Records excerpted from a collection
────────────────────────────────────────

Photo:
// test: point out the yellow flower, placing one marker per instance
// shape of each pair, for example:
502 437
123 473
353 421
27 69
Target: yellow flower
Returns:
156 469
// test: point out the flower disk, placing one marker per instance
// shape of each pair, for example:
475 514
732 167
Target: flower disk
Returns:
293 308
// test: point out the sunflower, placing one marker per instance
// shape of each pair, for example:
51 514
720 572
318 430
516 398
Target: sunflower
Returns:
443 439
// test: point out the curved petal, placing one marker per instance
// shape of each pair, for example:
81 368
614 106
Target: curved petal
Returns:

────────────────────────────────────────

- WHAT YOU ARE ASKED TO DO -
Where does the string "yellow" occur in the data above? Copy every line that holds it.

- RESULT FOR THIS EXERCISE -
// test: point out the yellow flower, placing one marker per instance
Target: yellow flower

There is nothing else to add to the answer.